◆ 作業概要: 以下のエントリをすべて、「integer pixel」を「whole-number pixel」に置き換えて書き直せ。ほかの部分は一切変えず、画像は出力に含めないこと。

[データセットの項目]

☆ ☆ ☆

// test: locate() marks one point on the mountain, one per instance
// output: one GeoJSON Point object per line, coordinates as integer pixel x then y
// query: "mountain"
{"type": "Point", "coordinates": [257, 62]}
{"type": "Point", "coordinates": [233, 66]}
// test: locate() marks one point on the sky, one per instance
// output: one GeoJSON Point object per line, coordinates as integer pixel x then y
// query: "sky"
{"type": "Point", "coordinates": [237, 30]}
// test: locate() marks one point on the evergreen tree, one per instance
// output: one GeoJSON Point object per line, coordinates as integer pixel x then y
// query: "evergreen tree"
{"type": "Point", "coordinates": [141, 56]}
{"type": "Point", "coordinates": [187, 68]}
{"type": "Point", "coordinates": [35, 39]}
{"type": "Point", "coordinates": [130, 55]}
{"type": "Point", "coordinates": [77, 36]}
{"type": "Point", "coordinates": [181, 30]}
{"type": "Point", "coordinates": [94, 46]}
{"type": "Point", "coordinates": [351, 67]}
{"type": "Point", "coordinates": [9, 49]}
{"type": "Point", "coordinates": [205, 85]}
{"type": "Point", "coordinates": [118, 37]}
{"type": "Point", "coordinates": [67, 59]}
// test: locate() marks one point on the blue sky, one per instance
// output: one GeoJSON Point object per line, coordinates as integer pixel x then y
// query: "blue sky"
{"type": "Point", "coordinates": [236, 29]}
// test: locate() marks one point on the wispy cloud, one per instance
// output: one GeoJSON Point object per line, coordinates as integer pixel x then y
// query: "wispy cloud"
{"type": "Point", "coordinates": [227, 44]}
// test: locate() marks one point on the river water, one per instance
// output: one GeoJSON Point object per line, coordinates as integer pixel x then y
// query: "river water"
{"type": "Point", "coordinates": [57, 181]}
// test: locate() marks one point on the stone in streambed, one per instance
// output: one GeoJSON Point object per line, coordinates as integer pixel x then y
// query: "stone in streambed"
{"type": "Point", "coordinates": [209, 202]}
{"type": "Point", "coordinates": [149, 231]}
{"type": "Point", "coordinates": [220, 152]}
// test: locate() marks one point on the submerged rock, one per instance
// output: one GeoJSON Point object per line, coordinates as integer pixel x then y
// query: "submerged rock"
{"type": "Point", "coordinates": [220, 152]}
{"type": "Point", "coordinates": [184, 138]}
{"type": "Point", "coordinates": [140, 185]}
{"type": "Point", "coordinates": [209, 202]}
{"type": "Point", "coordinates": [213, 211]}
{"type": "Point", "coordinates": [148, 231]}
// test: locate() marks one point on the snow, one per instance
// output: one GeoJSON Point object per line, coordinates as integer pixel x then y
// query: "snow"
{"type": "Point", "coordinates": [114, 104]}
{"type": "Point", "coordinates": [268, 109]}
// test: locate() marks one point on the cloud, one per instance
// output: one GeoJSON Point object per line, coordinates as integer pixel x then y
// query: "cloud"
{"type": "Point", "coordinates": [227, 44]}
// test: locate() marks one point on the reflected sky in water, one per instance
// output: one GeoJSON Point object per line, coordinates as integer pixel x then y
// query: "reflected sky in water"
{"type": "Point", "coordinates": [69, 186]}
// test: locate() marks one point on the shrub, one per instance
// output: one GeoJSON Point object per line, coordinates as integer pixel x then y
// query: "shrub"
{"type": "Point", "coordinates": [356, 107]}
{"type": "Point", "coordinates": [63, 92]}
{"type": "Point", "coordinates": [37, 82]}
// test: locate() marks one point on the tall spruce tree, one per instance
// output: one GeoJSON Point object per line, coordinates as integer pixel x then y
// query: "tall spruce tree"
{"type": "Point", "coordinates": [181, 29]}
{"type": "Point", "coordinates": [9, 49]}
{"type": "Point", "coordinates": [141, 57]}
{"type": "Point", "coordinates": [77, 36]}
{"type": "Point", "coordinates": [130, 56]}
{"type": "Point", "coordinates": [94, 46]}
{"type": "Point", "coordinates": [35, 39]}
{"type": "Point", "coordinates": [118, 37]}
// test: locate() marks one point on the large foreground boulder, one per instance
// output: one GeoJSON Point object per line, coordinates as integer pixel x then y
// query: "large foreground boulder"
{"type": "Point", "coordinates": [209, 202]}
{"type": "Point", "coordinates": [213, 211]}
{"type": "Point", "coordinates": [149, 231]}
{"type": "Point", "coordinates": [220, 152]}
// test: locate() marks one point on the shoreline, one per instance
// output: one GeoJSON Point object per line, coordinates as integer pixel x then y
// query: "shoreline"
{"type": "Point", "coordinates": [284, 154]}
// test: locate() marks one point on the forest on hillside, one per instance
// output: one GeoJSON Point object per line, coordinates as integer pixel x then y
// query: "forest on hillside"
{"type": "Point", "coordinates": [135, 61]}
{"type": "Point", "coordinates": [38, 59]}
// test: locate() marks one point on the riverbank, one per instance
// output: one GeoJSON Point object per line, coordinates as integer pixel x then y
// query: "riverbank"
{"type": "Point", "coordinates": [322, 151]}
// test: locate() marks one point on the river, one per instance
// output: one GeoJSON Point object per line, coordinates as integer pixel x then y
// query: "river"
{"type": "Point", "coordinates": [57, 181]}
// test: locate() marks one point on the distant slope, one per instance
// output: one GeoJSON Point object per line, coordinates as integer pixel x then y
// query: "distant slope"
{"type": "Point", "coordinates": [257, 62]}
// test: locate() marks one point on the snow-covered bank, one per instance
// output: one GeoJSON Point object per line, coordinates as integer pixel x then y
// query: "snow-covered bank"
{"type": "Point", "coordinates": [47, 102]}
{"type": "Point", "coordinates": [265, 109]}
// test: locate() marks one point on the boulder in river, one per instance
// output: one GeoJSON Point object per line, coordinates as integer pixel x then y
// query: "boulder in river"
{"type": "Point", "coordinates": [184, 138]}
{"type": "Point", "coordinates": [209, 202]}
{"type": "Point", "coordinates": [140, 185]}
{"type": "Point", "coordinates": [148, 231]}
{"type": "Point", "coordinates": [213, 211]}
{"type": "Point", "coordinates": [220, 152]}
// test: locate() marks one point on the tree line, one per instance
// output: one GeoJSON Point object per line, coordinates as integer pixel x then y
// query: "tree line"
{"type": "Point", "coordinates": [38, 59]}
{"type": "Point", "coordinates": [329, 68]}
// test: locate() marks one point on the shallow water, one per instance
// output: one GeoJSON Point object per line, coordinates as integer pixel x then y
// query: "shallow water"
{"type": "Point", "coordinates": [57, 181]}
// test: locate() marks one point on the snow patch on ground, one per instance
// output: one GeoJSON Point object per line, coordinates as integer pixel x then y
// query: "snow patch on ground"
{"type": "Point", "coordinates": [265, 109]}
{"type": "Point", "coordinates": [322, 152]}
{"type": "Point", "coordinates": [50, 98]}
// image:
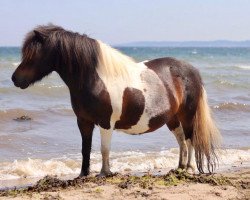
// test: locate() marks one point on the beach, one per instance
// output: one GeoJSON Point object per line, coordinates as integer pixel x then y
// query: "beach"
{"type": "Point", "coordinates": [39, 134]}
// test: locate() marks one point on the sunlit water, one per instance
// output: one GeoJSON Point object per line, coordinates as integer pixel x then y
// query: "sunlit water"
{"type": "Point", "coordinates": [50, 143]}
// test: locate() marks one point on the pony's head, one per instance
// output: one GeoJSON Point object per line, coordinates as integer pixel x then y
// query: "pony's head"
{"type": "Point", "coordinates": [37, 57]}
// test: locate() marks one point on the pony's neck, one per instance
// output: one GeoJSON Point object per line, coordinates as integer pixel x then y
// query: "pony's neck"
{"type": "Point", "coordinates": [112, 63]}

☆ ☆ ☆

◆ 出力:
// test: locate() marks one point on the mountain, one per instance
// output: one GeoJSON Point object per line, coordinates as whole-number pixel x then y
// query: "mountain"
{"type": "Point", "coordinates": [257, 62]}
{"type": "Point", "coordinates": [233, 66]}
// test: locate() marks one point on the sky, one per instance
// output: one GeoJSON Point object per line, coordinates as whole-number pixel x then y
// query: "sky"
{"type": "Point", "coordinates": [237, 30]}
// test: locate() marks one point on the evergreen tree, one per instance
// output: one GeoJSON Point object per line, coordinates as whole-number pixel x then y
// query: "evergreen tree"
{"type": "Point", "coordinates": [141, 56]}
{"type": "Point", "coordinates": [187, 68]}
{"type": "Point", "coordinates": [35, 39]}
{"type": "Point", "coordinates": [130, 55]}
{"type": "Point", "coordinates": [77, 36]}
{"type": "Point", "coordinates": [181, 30]}
{"type": "Point", "coordinates": [94, 46]}
{"type": "Point", "coordinates": [351, 67]}
{"type": "Point", "coordinates": [9, 49]}
{"type": "Point", "coordinates": [205, 85]}
{"type": "Point", "coordinates": [118, 37]}
{"type": "Point", "coordinates": [67, 59]}
// test: locate() marks one point on the blue sky, one per instance
// output: one GeoJSON Point object per line, coordinates as whole-number pixel x then y
// query: "blue sky"
{"type": "Point", "coordinates": [236, 29]}
// test: locate() marks one point on the wispy cloud, one per instance
// output: one GeoJSON Point object per line, coordinates as whole-number pixel x then y
// query: "wispy cloud"
{"type": "Point", "coordinates": [227, 44]}
// test: locate() marks one point on the river water, one per instance
// output: one GeoJSON Point object per line, coordinates as whole-number pixel x then y
// query: "river water"
{"type": "Point", "coordinates": [57, 181]}
// test: locate() marks one point on the stone in streambed, one per instance
// output: one GeoJSON Point object per line, coordinates as whole-number pixel x then y
// query: "stone in streambed"
{"type": "Point", "coordinates": [209, 202]}
{"type": "Point", "coordinates": [149, 231]}
{"type": "Point", "coordinates": [220, 152]}
// test: locate() marks one point on the submerged rock, one per instance
// output: one GeoJSON Point object per line, coordinates as whole-number pixel x then y
// query: "submerged rock"
{"type": "Point", "coordinates": [220, 152]}
{"type": "Point", "coordinates": [184, 138]}
{"type": "Point", "coordinates": [140, 185]}
{"type": "Point", "coordinates": [209, 202]}
{"type": "Point", "coordinates": [213, 211]}
{"type": "Point", "coordinates": [148, 231]}
// test: locate() marks one point on the snow, one per instance
// output: one GeoJSON Point object per line, coordinates as whole-number pixel x then y
// query: "snow"
{"type": "Point", "coordinates": [114, 104]}
{"type": "Point", "coordinates": [268, 109]}
// test: locate() marks one point on the cloud, one per instance
// output: one GeoJSON Point object per line, coordinates as whole-number pixel x then y
// query: "cloud"
{"type": "Point", "coordinates": [227, 44]}
// test: locate() marks one point on the reflected sky in water, one per instance
// output: one GeoJSON Point object per line, coordinates as whole-number pixel x then y
// query: "reflected sky in water"
{"type": "Point", "coordinates": [69, 186]}
// test: locate() marks one point on the shrub, one per instance
// output: one GeoJSON Point object per line, coordinates as whole-number pixel x then y
// query: "shrub"
{"type": "Point", "coordinates": [356, 107]}
{"type": "Point", "coordinates": [63, 92]}
{"type": "Point", "coordinates": [37, 82]}
// test: locate() marks one point on the tall spruce tree, one per instance
// output: one GeoJSON Point object per line, coordinates as whole-number pixel x then y
// query: "tall spruce tree"
{"type": "Point", "coordinates": [181, 29]}
{"type": "Point", "coordinates": [9, 49]}
{"type": "Point", "coordinates": [141, 57]}
{"type": "Point", "coordinates": [77, 36]}
{"type": "Point", "coordinates": [130, 56]}
{"type": "Point", "coordinates": [94, 46]}
{"type": "Point", "coordinates": [35, 39]}
{"type": "Point", "coordinates": [118, 37]}
// test: locate() marks one point on the large foreground boulder, one per instance
// output: one GeoJSON Point object per line, coordinates as whole-number pixel x then y
// query: "large foreground boulder"
{"type": "Point", "coordinates": [209, 202]}
{"type": "Point", "coordinates": [213, 211]}
{"type": "Point", "coordinates": [149, 231]}
{"type": "Point", "coordinates": [220, 152]}
// test: locate() marks one point on the shoreline, one per instance
// output: one GeoJSON Point object per line, coordinates as whole-number pixel x then y
// query: "shoreline"
{"type": "Point", "coordinates": [284, 154]}
// test: locate() marks one point on the forest on hillside, one per instance
// output: one GeoJSON Point object per line, coordinates as whole-number pixel x then y
// query: "forest on hillside"
{"type": "Point", "coordinates": [135, 61]}
{"type": "Point", "coordinates": [38, 59]}
// test: locate() marks one point on the riverbank, one per instance
// output: one GeoJSON Point object per line, coordinates as whole-number pixel x then y
// query: "riverbank"
{"type": "Point", "coordinates": [322, 151]}
// test: locate() marks one point on the river, one per instance
// output: one GeoJSON Point object per line, coordinates as whole-number pixel x then y
// query: "river"
{"type": "Point", "coordinates": [57, 181]}
// test: locate() marks one point on the distant slope, one per instance
// output: one GeoJSON Point object per line, coordinates as whole-number pixel x then y
// query: "distant slope"
{"type": "Point", "coordinates": [257, 62]}
// test: locate() marks one point on the snow-covered bank, one per instance
// output: one GeoJSON Point object per line, coordinates as whole-number pixel x then y
// query: "snow-covered bank"
{"type": "Point", "coordinates": [47, 102]}
{"type": "Point", "coordinates": [265, 109]}
// test: locate() marks one point on the boulder in river, one per instance
// output: one GeoJSON Point object per line, coordinates as whole-number pixel x then y
// query: "boulder in river"
{"type": "Point", "coordinates": [184, 138]}
{"type": "Point", "coordinates": [209, 202]}
{"type": "Point", "coordinates": [140, 185]}
{"type": "Point", "coordinates": [148, 231]}
{"type": "Point", "coordinates": [213, 211]}
{"type": "Point", "coordinates": [220, 152]}
// test: locate() marks one point on the tree line, one per instance
// output: one GeoJSON Point object per line, coordinates as whole-number pixel x then y
// query: "tree line"
{"type": "Point", "coordinates": [38, 59]}
{"type": "Point", "coordinates": [329, 68]}
// test: locate() marks one point on the shallow water, one per instance
// output: one GeoJSON Point object per line, coordinates as whole-number pixel x then y
// query: "shallow water"
{"type": "Point", "coordinates": [57, 181]}
// test: locate() marks one point on the snow patch on ground, one per instance
// output: one GeoJSON Point object per line, coordinates as whole-number pixel x then y
// query: "snow patch on ground"
{"type": "Point", "coordinates": [265, 109]}
{"type": "Point", "coordinates": [322, 152]}
{"type": "Point", "coordinates": [50, 98]}
// image:
// test: locate() marks one point on the beach, one per instance
// output: one GeoJSON Point object per line, coordinates as whole-number pixel x then y
// query: "beach"
{"type": "Point", "coordinates": [39, 134]}
// test: locate() marks one point on the sunlit water, one per instance
// output: one GeoJSON Point object per line, coordinates as whole-number pixel x then y
// query: "sunlit water"
{"type": "Point", "coordinates": [50, 143]}
// test: locate() marks one point on the pony's head, one per instance
// output: one GeoJSON Point object per line, coordinates as whole-number pixel x then y
// query: "pony's head"
{"type": "Point", "coordinates": [37, 57]}
// test: locate() marks one point on the pony's neck, one per instance
// output: one GeoJSON Point object per line, coordinates as whole-number pixel x then y
// query: "pony's neck"
{"type": "Point", "coordinates": [112, 63]}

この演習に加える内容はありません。